* **Directions**
A. Copy the article on Indonesia's contraception shortage from "The National Population" down to "another few months.", renaming "acceptors" as "users" throughout that span.
B. Write the next part of the article on Indonesia's possible Covid-19 baby boom, picking up after its final sentence.

With limited access to birth control, Indonesia set to see a Covid-19 baby boom
JAKARTA – Stay home and make babies? As condoms and other forms of birth control are unavailable to a growing number of Indonesians during the Covid-19 pandemic, the world’s fourth-most populous nation may see a baby boom.
The National Population and Family Planning Board (BKKBN), the authority overseeing the country’s family planning programmes, found that in March, about 10 per cent more of its acceptors face difficulty in accessing birth control, based on reports it received from 34 provinces. BKKBN has 28 million acceptors of its family planning methods nationwide.
The one-month decline in contraceptive use alone could push up pregnancies by 15 per cent, or around 420,000 pregnancies, within a month to three months, according to its estimate. A further drop within three months will increase pregnancies by up to 30 per cent, or above 800,000, within another few months.
Indonesia, home to nearly 270 million inhabitants, annually welcomes 4.8 million births.
The decrease in the contraceptive use occurred across all kinds of methods, including contraceptive implant, injection and vasectomy, the board’s chief, Mr Hasto Wardoyo, said. Implants were down by 40 per cent, for instance, while vasectomies plunged by 90 per cent.
“With the pandemic, the access to contraception has shrunk. Many clinics have shut, while those that remain open have limited the number of people they serve,” he told The Straits Times.
This also limits low-income earners’ access to contraceptive pills, which they can get free from BKKBN via clinics and midwives.
Mr Hasto added: “The danger is seen in people who regularly use contraception and then stop. That will create drop-outs.”
The absence of contraception, Mr Hasto noted, may cause unwanted pregnancies, which could take a psychological toll on women and have longer-term repercussions, such as stunted development in children of poor families that cannot afford proper nutrition.
The pandemic is “bad timing” for women to get pregnant as many are unable to obtain proper healthcare services, said Mr Hasto, who added: “It’s better for couples to use contraceptive methods now.”

Extracted data
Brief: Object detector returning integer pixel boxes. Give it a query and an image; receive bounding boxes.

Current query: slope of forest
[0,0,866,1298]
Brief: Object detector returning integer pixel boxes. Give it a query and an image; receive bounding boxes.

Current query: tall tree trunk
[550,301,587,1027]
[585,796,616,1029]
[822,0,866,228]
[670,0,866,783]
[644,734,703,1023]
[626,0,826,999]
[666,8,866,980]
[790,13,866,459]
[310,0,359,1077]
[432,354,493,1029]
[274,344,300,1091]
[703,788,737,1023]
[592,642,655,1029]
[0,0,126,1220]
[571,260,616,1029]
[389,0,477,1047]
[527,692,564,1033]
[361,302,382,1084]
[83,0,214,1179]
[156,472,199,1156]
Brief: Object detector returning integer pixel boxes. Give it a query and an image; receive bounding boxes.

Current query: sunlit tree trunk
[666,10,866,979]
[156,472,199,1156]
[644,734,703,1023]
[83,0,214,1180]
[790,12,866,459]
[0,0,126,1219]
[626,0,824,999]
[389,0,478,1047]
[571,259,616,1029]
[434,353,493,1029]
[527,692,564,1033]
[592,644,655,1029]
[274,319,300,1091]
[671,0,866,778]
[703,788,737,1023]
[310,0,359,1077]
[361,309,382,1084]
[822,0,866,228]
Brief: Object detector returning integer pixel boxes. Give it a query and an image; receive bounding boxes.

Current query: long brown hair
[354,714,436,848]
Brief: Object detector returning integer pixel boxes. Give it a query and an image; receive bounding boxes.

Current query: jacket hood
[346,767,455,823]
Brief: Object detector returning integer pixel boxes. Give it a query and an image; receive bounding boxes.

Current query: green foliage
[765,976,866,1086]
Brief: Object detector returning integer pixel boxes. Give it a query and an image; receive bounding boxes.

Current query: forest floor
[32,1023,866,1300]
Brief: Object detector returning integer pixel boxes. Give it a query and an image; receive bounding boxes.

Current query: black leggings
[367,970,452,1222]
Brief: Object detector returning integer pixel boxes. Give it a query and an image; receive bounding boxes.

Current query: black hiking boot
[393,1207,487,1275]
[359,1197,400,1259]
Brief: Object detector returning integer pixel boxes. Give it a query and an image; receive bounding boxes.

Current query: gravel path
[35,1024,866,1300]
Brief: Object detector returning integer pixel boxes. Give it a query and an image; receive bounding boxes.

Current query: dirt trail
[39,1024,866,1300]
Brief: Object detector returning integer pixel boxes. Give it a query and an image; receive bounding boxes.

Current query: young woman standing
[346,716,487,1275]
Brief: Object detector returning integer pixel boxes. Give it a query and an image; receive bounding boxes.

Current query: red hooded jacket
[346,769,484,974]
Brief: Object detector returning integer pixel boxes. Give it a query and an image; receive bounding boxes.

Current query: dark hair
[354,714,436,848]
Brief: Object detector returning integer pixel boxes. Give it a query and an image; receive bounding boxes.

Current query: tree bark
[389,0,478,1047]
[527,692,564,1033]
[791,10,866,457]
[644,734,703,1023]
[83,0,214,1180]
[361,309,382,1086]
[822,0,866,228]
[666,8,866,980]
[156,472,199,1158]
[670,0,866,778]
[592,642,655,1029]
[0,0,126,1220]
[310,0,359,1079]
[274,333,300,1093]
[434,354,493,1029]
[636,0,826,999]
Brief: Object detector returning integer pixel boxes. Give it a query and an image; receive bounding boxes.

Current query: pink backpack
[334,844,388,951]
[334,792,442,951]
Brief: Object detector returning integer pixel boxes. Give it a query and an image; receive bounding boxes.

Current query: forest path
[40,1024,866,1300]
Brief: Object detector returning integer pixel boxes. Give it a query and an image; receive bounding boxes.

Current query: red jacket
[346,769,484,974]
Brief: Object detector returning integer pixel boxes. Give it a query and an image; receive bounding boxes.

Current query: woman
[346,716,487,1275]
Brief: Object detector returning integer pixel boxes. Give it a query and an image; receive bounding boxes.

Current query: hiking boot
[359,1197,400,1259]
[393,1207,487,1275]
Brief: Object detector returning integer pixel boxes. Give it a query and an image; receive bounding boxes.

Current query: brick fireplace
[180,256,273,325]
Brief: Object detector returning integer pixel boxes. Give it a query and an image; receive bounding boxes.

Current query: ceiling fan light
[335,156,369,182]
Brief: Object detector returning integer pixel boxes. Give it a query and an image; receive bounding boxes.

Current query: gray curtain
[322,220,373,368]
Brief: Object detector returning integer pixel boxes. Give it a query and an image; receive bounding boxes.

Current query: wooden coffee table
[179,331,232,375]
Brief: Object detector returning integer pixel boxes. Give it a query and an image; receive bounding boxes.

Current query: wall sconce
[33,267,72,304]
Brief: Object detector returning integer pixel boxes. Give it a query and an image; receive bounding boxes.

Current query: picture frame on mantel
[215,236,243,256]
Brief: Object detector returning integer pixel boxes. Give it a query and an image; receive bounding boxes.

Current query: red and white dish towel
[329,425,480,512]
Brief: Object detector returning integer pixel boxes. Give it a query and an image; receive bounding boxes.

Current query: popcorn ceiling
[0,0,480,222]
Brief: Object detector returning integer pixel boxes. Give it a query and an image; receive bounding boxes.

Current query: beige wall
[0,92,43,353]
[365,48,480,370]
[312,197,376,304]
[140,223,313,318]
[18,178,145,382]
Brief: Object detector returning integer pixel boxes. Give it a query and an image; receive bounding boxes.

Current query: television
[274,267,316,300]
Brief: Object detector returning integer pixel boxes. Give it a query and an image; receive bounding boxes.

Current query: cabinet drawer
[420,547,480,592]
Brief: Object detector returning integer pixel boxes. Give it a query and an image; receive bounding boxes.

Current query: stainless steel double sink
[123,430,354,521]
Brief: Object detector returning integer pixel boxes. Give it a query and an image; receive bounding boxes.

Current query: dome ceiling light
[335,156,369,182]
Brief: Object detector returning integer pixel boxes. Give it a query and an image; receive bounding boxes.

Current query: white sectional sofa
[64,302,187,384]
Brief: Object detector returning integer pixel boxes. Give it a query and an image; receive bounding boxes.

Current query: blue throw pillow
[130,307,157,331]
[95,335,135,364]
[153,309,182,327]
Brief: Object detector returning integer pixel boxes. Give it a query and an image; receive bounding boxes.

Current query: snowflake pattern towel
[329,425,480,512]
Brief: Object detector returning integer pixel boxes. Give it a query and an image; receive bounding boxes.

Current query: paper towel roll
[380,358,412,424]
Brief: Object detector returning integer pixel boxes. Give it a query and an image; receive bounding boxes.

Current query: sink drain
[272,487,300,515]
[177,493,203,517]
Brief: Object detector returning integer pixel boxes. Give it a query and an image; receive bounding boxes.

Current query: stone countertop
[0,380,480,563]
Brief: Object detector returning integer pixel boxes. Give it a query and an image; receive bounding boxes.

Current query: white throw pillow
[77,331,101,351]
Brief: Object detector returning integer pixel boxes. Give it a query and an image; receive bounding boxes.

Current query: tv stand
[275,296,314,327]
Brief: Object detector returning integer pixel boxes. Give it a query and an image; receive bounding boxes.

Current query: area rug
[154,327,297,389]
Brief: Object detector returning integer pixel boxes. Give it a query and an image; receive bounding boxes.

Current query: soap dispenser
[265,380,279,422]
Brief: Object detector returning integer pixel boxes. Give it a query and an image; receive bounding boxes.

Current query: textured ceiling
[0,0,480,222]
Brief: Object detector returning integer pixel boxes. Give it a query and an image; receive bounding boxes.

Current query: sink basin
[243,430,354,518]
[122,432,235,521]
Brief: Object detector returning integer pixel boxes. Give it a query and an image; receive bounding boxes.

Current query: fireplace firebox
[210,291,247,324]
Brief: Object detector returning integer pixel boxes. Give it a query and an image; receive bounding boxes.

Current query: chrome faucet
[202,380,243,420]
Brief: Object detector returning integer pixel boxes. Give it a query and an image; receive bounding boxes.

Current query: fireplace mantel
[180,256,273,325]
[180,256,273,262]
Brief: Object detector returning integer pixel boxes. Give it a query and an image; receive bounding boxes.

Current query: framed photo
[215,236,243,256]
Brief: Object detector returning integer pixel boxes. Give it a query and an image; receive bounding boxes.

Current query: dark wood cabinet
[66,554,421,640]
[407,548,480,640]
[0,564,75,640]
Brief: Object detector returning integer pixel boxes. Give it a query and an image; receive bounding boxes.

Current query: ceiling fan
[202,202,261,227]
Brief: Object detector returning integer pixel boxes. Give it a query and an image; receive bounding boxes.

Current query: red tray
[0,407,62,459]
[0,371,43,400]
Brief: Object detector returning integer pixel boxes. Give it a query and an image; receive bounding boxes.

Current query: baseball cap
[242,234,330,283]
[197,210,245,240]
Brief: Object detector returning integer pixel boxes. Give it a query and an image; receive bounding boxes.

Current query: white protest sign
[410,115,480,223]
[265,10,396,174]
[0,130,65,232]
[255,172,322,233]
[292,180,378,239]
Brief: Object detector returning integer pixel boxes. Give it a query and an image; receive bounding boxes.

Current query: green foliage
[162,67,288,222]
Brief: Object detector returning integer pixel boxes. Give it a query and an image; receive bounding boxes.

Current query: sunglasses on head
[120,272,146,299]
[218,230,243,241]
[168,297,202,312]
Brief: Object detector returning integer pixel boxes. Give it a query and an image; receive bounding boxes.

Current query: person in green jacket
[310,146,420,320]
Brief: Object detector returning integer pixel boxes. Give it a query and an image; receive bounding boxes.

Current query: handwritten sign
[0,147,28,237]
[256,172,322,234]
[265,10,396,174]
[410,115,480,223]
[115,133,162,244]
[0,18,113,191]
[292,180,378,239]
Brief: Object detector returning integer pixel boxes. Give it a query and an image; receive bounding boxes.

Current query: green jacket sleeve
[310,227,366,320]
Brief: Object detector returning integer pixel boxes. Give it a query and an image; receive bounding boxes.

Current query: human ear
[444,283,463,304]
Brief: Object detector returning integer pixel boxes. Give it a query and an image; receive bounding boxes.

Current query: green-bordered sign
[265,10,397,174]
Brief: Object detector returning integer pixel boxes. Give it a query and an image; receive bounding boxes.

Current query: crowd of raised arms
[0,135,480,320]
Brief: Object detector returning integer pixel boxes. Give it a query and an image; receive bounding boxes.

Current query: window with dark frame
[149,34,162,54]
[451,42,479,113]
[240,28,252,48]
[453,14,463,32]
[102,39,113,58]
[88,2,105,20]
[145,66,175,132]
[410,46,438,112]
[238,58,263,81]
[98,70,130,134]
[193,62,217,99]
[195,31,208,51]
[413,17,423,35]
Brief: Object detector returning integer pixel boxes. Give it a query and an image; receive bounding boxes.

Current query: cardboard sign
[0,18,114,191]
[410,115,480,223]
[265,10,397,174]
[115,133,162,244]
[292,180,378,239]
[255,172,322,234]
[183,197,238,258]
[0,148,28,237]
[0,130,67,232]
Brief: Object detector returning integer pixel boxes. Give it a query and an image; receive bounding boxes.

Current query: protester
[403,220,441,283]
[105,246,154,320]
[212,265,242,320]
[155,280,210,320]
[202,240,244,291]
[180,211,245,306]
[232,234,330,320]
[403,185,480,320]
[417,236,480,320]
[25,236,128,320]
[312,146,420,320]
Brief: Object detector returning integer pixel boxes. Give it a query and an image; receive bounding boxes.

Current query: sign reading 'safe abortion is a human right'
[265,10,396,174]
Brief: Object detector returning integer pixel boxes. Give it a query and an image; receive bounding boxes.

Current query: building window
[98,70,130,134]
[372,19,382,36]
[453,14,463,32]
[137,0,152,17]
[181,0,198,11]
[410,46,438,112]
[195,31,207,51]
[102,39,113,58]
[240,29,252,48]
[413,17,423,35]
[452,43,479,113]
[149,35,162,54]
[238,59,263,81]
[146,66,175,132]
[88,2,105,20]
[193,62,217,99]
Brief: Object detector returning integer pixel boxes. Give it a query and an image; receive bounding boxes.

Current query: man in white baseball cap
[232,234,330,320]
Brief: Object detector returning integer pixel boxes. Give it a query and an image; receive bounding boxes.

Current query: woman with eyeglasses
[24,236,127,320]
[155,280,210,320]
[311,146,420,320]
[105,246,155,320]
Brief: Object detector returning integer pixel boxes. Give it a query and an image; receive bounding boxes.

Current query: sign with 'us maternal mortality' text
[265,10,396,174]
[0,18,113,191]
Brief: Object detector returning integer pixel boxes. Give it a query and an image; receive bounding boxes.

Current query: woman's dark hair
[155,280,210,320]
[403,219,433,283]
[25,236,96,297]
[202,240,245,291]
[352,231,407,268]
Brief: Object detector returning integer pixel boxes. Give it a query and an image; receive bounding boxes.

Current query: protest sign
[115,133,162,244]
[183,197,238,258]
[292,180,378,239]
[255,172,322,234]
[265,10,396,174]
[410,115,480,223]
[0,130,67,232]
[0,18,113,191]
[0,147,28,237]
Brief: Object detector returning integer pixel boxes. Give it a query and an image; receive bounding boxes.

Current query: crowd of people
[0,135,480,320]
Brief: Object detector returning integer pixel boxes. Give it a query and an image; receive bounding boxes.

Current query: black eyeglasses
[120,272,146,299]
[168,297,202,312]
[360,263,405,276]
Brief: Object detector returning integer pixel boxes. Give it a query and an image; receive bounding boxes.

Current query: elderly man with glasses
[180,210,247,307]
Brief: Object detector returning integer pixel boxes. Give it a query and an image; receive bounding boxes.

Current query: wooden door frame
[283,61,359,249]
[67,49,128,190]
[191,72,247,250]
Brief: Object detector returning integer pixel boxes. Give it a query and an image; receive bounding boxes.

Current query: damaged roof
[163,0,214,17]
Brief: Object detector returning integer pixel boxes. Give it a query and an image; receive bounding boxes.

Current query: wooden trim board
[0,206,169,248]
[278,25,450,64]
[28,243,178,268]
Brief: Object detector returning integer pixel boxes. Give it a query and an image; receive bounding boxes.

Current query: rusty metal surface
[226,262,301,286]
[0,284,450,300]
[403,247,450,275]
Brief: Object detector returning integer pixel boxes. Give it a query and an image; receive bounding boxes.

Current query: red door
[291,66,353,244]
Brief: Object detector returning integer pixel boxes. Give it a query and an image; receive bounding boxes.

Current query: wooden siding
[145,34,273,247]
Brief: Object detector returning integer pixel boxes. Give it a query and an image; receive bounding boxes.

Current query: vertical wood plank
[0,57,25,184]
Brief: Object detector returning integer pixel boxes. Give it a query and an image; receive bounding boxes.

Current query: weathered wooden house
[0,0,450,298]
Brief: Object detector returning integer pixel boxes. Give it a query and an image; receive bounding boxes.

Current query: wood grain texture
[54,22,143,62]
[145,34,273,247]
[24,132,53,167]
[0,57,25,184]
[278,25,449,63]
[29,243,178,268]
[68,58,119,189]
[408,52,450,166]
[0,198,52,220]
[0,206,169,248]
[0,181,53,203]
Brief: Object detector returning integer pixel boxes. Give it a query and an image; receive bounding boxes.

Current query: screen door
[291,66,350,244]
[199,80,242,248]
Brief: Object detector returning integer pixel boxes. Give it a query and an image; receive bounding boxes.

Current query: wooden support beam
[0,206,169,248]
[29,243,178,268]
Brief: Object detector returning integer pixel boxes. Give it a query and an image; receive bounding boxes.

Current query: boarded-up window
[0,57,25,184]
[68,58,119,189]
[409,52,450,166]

* **Expected responses**
A.
The National Population and Family Planning Board (BKKBN), the authority overseeing the country’s family planning programmes, found that in March, about 10 per cent more of its users face difficulty in accessing birth control, based on reports it received from 34 provinces. BKKBN has 28 million users of its family planning methods nationwide.
The one-month decline in contraceptive use alone could push up pregnancies by 15 per cent, or around 420,000 pregnancies, within a month to three months, according to its estimate. A further drop within three months will increase pregnancies by up to 30 per cent, or above 800,000, within another few months.

B.
This appears to be the sentiment among Italians, as over 80 per cent surveyed by University of Florence researchers said they did not plan to conceive during the pandemic, with a third of them abandoning previous plans to have a child.
Indonesia is among a number of countries, however, anticipating a baby boom as a result of measures encouraging people to stay home to curb Covid-19 transmission.
Dr Augustina Situmorang, a demography expert at the Indonesian Institute of Sciences (Lipi), predicts a jump in the number of pregnancies in Indonesia as people have limited access to contraception.
She also underlined that the rise in pregnancies will likely occur among women from low-income families who largely depend on free contraception provided by the BKKBN, and young women who lost their jobs in cities, returned to home towns and were forced into marriage by social norms.
“The family planning field officers must change the strategy now. They must reach out to people and deliver contraceptive tools at home and they can cooperate with health community centers to get the data,” said the researcher on family and health issues.
Mr Hasto said that BKKBN is deploying its family field officers to give out free condoms and contraceptive pills while distributing food aids to poor families. It will also kick off a campaign to recruit one-million new family-planning acceptors in June.